◆ TASK OBJECTIVE
Convert the data below into a JSON list of strings with one string per line, leaving out blank lines.

◆ EXERCISE DATA
%%
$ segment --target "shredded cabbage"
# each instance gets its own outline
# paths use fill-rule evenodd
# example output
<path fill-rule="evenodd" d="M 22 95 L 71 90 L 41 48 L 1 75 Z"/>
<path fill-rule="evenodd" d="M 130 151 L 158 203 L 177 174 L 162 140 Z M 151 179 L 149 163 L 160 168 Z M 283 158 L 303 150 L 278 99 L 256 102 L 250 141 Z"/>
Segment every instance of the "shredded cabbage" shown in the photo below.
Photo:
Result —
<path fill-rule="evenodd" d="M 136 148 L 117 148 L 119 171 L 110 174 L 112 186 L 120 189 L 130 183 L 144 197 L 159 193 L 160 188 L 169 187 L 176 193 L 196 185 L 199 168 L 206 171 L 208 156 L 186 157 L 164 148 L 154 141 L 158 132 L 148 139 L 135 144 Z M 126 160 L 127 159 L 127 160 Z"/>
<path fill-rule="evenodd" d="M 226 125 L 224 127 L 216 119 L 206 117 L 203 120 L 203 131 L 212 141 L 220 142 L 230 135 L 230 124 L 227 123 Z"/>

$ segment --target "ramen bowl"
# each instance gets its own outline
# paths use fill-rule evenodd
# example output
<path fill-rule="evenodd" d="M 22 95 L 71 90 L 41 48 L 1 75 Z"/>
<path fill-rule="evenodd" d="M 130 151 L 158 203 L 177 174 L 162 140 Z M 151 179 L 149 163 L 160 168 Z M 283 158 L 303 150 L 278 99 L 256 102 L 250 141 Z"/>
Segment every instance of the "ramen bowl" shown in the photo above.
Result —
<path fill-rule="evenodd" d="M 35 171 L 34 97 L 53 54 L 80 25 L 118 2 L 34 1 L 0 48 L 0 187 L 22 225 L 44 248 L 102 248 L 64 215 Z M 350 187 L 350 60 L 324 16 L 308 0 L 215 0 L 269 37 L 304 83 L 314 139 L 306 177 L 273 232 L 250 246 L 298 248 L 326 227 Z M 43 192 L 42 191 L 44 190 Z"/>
%%
◆ FULL SOLUTION
[
  "$ segment --target \"shredded cabbage\"",
  "# each instance gets its own outline",
  "# paths use fill-rule evenodd",
  "# example output",
  "<path fill-rule=\"evenodd\" d=\"M 22 95 L 71 90 L 41 48 L 1 75 Z\"/>",
  "<path fill-rule=\"evenodd\" d=\"M 130 151 L 158 203 L 177 174 L 162 140 Z M 151 179 L 149 163 L 160 168 Z M 283 158 L 303 150 L 278 99 L 256 102 L 250 141 Z\"/>",
  "Segment every instance of the \"shredded cabbage\" shown in the photo below.",
  "Photo:",
  "Result —",
  "<path fill-rule=\"evenodd\" d=\"M 136 148 L 117 148 L 119 171 L 110 174 L 112 186 L 120 189 L 130 183 L 144 197 L 159 193 L 160 188 L 169 187 L 176 193 L 196 185 L 199 168 L 206 171 L 208 156 L 186 157 L 164 148 L 154 141 L 158 132 L 148 139 L 135 144 Z M 126 160 L 127 159 L 127 160 Z\"/>",
  "<path fill-rule=\"evenodd\" d=\"M 226 125 L 224 127 L 216 119 L 206 117 L 203 120 L 203 131 L 212 141 L 220 142 L 230 135 L 230 124 L 227 123 Z\"/>",
  "$ segment --target \"ramen bowl\"",
  "# each instance gets its own outline",
  "# paths use fill-rule evenodd",
  "# example output",
  "<path fill-rule=\"evenodd\" d=\"M 22 95 L 71 90 L 41 48 L 1 75 Z\"/>",
  "<path fill-rule=\"evenodd\" d=\"M 130 151 L 158 203 L 177 174 L 162 140 Z M 151 179 L 149 163 L 160 168 Z M 283 158 L 303 150 L 278 99 L 256 102 L 250 141 Z\"/>",
  "Segment every instance of the \"ramen bowl\" shown in the photo above.",
  "Result —",
  "<path fill-rule=\"evenodd\" d=\"M 35 171 L 34 97 L 53 54 L 80 25 L 118 2 L 34 1 L 0 48 L 0 187 L 22 225 L 44 248 L 102 248 L 64 215 Z M 350 187 L 350 60 L 324 16 L 308 0 L 215 0 L 269 37 L 304 83 L 314 139 L 306 177 L 273 232 L 250 246 L 298 248 L 326 227 Z M 43 192 L 42 191 L 44 190 Z\"/>"
]